## Objectives
1. In the daily reading, what did Jesus make the whip out of?
2. Rewrite the daily reading starting with "When people read" and going on through "not the end.", putting "merchants" in place of "money changers".

Daily Reading: (Matthew 21:12-13):

“Jesus entered the temple courts and drove out all who were buying and selling there. He overturned the tables of the money changers and the benches of those selling doves. “It is written,” He said to them, “‘My house will be called a house of prayer,’ but you are making it ‘a den of robbers.’”

All of the Gospel writers except one included this story of Jesus in the Temple courts. John is the only one who did not include it in his gospel.

“When it was almost time for the Jewish Passover, Jesus went up to Jerusalem. In the temple courts He found people selling cattle, sheep and doves, and others sitting at tables exchanging money. So He made a whip out of cords, and drove all from the temple courts, both sheep and cattle; He scattered the coins of the money changers and overturned their tables. To those who sold doves He said, “Get these out of here! Stop turning my Father’s house into a market!”  (John 2:13-16).

When people read this story in John they think it is the same event as what Matthew described in Matthew 21 but it is not. If you have ever watched movies about the crucifixion, you have seen John’s telling of Jesus in the temple- where Jesus has a whip, driving the money changers out. When John is writing John 2, Jesus’ ministry has just begun this is not the scene right before He goes to the cross.  At the beginning of Jesus’ ministry, He cleansed the Temple by driving the money changers out. About three years later they have come back and Jesus cleanses the Temple once more just before His death. This is why so many over time have seen this moment leading up to His crucifixion and have imagined Jesus with the whip driving people out but this all happened at the beginning of His ministry, not the end.

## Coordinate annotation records
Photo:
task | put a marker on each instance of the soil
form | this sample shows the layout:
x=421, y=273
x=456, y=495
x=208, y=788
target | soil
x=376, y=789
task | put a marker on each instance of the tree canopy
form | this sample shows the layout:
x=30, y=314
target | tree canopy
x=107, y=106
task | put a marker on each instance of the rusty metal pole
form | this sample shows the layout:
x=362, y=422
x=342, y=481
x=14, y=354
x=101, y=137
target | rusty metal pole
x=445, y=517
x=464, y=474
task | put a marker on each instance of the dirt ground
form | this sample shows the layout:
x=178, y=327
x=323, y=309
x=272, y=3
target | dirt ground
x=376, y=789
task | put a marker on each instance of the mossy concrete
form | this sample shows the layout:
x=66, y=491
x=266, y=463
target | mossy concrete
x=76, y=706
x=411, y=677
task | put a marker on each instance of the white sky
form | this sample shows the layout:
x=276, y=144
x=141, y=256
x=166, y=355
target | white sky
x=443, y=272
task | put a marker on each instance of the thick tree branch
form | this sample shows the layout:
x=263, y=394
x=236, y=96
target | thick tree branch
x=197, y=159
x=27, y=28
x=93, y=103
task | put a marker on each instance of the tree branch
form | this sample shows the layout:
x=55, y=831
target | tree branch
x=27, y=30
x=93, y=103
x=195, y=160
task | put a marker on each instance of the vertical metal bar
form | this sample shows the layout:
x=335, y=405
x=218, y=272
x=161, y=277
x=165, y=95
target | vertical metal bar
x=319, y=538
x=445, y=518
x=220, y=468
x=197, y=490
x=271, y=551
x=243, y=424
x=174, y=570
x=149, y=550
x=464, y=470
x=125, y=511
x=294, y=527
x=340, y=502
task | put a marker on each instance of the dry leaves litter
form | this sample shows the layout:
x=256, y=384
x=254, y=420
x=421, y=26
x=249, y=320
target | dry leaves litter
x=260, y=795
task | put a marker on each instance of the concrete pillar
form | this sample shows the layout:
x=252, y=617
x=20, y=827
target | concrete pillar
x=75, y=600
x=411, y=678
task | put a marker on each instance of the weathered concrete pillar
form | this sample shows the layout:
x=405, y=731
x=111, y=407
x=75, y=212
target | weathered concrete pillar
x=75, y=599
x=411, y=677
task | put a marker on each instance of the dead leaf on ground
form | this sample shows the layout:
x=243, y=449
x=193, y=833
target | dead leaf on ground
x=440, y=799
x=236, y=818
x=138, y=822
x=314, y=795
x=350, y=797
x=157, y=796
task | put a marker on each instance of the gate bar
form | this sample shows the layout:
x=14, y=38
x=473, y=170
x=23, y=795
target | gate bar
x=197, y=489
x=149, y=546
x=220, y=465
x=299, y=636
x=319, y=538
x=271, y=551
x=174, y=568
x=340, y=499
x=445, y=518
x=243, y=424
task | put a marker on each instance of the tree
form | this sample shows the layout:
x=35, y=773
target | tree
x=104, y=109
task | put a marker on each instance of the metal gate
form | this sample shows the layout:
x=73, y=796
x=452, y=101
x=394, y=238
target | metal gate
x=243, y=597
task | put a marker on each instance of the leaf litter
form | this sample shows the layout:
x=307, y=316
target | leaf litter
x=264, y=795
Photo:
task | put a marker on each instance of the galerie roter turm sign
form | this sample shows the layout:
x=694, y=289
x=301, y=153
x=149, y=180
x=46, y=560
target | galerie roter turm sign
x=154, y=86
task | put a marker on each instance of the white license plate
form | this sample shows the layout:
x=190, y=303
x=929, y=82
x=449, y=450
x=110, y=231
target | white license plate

## Results of the exercise
1. Cords.

2.
When people read this story in John they think it is the same event as what Matthew described in Matthew 21 but it is not. If you have ever watched movies about the crucifixion, you have seen John’s telling of Jesus in the temple- where Jesus has a whip, driving the merchants out. When John is writing John 2, Jesus’ ministry has just begun this is not the scene right before He goes to the cross.  At the beginning of Jesus’ ministry, He cleansed the Temple by driving the merchants out. About three years later they have come back and Jesus cleanses the Temple once more just before His death. This is why so many over time have seen this moment leading up to His crucifixion and have imagined Jesus with the whip driving people out but this all happened at the beginning of His ministry, not the end.